§ GIVEN TEXT
--- --- ---

5
votes

I'm trying to find a way to put the following first order logic expression into Prolog:

(p(0) or p(1)) and not (p(0) and p(1)) 

This means that it should respond in the following way to queries:

?- p(0)
Yes.
?- p(1)
Yes.
?- p(0),p(1).
No. 

I tried to translate the logical expression:

(p(0) or p(1)) and not (p(0) and p(1)) <=>
(not p(0) -> p(1)) and (p(0) -> not p(1)) <=>
p(0) <-> not p(1) 

Using Clarks completion (that states that every definitional theory can be put in a logical program by giving the if-halves), I can obtain:

p(0) :- not p(1). 

Unfortunately, this resulting theory is only sound (it will not derive false information), but not complete (for example: p(1) cannot be derived). This is a consequence of Clarks theorem.

Does anybody know if there is a better solution? Thanks!

--- --- ---

§ THINGS TO DO
(1) In the Prolog question, which clause does the writer obtain by using Clark's completion?
(2) List each query in the Prolog question together with the response the writer says it should get.
(3) Please write a continuation of the Prolog question that picks up after its last sentence.

(Lines from a point labeling set)
--- --- ---

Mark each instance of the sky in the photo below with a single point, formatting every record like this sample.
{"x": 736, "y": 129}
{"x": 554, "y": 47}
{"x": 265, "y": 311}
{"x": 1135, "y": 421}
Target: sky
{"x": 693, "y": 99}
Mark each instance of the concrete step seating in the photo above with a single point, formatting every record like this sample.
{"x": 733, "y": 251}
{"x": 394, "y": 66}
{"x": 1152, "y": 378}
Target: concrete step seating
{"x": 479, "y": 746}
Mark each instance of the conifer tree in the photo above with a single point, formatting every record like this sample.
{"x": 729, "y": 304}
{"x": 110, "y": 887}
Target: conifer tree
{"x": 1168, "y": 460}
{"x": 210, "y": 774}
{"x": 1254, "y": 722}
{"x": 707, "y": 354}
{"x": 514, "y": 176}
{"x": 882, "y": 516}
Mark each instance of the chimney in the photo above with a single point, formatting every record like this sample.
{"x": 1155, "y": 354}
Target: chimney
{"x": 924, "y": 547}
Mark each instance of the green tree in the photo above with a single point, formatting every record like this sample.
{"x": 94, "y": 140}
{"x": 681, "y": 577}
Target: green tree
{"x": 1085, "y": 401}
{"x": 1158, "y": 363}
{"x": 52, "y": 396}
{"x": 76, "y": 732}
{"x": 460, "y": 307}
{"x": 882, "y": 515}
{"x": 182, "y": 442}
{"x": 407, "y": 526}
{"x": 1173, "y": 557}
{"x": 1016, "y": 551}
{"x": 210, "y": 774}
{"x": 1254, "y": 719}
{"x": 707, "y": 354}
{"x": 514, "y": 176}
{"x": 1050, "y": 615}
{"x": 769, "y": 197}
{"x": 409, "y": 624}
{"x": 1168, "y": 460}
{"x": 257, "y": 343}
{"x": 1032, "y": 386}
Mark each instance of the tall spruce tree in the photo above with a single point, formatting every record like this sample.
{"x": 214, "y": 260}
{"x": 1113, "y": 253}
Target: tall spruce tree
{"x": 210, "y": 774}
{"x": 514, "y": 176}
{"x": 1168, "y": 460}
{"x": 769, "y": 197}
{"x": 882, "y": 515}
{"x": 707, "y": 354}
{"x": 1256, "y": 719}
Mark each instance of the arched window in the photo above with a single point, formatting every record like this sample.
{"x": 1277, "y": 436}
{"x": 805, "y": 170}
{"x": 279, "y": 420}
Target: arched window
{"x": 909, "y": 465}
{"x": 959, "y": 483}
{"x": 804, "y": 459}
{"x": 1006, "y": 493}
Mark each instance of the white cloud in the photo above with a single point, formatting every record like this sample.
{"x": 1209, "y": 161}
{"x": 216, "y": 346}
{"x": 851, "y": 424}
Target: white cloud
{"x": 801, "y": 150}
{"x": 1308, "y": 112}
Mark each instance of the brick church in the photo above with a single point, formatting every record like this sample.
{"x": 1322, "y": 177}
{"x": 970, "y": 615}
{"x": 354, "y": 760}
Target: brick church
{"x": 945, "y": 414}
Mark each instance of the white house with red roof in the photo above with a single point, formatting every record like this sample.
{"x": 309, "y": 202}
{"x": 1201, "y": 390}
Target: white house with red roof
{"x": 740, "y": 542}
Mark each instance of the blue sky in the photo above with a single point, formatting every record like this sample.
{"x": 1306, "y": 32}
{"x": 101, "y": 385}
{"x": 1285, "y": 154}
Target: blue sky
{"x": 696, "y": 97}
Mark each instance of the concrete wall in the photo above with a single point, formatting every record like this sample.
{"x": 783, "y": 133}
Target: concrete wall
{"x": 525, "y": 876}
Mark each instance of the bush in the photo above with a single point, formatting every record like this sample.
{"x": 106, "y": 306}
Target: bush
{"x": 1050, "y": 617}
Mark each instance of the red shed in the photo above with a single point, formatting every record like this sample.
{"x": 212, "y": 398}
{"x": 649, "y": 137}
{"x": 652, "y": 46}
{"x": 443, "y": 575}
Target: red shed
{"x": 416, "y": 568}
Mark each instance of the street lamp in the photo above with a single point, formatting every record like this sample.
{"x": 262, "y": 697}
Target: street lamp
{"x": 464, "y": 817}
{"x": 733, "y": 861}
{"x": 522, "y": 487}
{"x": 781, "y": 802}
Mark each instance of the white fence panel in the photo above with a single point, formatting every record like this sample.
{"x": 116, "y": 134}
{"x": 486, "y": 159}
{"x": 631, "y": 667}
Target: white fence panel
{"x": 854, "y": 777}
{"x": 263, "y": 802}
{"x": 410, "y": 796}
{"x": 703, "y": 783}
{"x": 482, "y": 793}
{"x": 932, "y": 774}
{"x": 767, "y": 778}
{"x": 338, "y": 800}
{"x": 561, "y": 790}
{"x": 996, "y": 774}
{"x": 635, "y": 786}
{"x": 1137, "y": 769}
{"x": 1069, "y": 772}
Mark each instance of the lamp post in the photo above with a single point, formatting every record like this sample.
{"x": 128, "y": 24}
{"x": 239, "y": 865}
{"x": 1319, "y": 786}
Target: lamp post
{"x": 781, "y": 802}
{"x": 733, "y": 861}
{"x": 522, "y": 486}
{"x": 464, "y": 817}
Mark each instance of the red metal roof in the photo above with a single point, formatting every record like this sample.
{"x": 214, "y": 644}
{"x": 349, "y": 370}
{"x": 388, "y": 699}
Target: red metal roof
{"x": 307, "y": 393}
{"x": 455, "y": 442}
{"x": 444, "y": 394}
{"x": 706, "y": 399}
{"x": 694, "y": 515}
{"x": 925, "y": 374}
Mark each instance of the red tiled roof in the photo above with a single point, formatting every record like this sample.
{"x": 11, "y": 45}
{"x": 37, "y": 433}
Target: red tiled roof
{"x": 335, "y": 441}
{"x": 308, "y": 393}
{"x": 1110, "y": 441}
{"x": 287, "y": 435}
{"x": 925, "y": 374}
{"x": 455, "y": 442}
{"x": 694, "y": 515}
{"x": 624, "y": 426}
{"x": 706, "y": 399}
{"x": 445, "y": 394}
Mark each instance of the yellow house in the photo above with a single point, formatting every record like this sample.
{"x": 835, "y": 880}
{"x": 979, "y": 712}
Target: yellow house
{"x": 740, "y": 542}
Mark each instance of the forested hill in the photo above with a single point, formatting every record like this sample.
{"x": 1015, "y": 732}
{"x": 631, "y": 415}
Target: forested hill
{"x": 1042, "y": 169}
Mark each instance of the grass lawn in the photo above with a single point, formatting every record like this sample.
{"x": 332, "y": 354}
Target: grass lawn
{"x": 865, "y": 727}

--- --- ---

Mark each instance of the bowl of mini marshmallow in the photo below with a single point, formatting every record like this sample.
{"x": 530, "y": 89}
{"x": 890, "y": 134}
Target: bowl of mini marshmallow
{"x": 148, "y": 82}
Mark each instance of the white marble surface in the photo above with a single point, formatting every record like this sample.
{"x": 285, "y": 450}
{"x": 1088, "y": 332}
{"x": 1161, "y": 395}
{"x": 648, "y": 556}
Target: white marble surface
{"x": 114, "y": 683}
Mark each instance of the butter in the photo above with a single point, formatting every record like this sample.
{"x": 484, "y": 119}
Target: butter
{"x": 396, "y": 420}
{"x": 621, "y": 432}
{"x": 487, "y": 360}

--- --- ---

§ EXERCISE RESULTS
(1) p(0) :- not p(1).

(2)
?- p(0) → Yes.
?- p(1) → Yes.
?- p(0),p(1). → No.

(3)
4
What is the semantics for your language? Is it "no contradiction"? "is provable"? When you say p(0), are you asking it of the system, or telling it to the system? Is everything non-specified assumed to be false (like in Prolog's closed world) or can it take on any value?Will Ness
The semantics I am using is Clark´s Completion. The logical meaning of the queries is: "is provable", so ?- p(0) is equivalent to asking whether p(0) can be proved from the theory.marczoid

4 Answers

3
votes

This is subtle, but you are actually wrong. You shouldn't expect p(0) to be entailed. Entailment would require that p(0) is true in all models of the theory. But this theory has two models {p(1)} and {p(0)}.

This is extensively studied in literature. As you correctly pointed out Clark's completion fails to handle these cases. What's worse, SLDNF falls into infinite recursion for

p(0) :- not p(1). 
p(1) :- not p(0).

Which is the most appropriate translation to definite clauses of your theory.

I'll spare you pointers on the definition of different semantics but if you want a quick and practical solution I suggest switching to Answer Set Programming.

Here's the link to my favourite solver (the guide is also nice and self-contained): http://www.cs.uni-potsdam.de/clasp/

Enjoy!

3
votes

In Prolog, if both p(0) and p(1) succeed, then p(0),p(1) can not fail.

That means you would have to build your own little interpreter, devise ways to represent your goals and rules for it, and ask in it your questions, like

?- is_true( (p(0),p(1)) ).
2
votes

Logically, already in propositional logic, it does not follow (A v B) |- A and neither (A v B) |- B. The situation does also not change if you add ~(A & B).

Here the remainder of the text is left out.